=== Problem statement ===
Copy out exactly the lines below that run from the one holding "Task: point to each instance of the stainless steel oven" to the one holding "Task: point to each instance of the door", keeping both of those lines and no others.

=== Source information ===
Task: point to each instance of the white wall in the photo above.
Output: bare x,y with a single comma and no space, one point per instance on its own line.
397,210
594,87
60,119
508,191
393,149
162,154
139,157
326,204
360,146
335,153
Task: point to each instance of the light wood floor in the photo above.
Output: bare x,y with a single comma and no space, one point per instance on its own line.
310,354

==

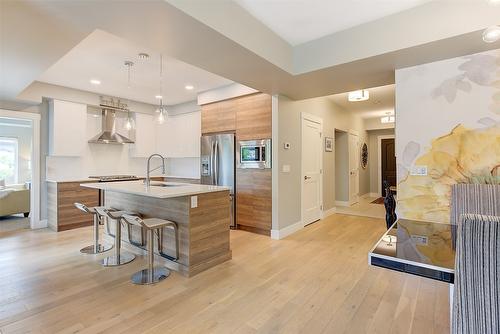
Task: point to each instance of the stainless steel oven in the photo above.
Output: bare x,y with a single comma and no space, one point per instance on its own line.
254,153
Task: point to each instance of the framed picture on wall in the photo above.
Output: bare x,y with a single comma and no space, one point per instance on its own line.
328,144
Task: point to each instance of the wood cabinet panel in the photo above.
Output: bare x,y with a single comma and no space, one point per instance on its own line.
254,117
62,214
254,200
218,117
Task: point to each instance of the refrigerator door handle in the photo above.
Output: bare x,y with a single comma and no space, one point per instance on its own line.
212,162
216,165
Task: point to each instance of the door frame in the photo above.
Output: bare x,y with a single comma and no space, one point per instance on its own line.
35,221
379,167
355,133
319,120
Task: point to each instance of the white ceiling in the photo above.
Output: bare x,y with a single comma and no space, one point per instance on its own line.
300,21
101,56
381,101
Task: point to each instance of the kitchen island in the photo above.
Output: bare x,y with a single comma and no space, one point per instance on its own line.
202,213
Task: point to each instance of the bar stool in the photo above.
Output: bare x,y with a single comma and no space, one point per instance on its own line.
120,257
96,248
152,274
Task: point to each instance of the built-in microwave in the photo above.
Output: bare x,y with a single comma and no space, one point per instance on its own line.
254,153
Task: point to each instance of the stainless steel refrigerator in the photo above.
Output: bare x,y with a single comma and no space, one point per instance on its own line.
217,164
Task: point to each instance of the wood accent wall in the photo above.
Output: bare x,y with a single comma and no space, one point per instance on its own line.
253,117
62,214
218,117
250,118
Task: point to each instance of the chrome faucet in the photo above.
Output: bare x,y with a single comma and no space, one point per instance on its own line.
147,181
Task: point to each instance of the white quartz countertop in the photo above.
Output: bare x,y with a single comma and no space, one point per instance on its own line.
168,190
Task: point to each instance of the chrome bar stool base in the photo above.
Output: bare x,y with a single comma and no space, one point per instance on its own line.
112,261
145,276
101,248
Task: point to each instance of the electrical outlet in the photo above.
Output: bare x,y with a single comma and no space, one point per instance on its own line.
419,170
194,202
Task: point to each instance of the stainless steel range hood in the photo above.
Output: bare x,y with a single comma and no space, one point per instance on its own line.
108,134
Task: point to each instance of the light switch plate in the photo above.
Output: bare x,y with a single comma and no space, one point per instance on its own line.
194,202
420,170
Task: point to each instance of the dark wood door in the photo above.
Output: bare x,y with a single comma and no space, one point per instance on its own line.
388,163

=== Answer area ===
Task: point to each instance of the stainless steel oven in the photo above.
Output: bare x,y with a single comma and no space, one point per instance on its own line.
254,153
Task: point to each instance of the framed picture on wall in the photo above.
Output: bare x,y with a single comma and no space, one point per instance on its own line.
328,144
Task: point to each instance of the wood cabinet panel in the photo above.
Output: bare x,y with a single comma and no space, one point per instance on its own line.
254,117
62,214
254,200
218,117
Task: point to each instance of the refrigerator door handle in the photo above.
Output: bare x,y with a single comma and no space, one point per instance on its own line.
212,162
216,165
Task: point to each instance of the door frame in the photo above.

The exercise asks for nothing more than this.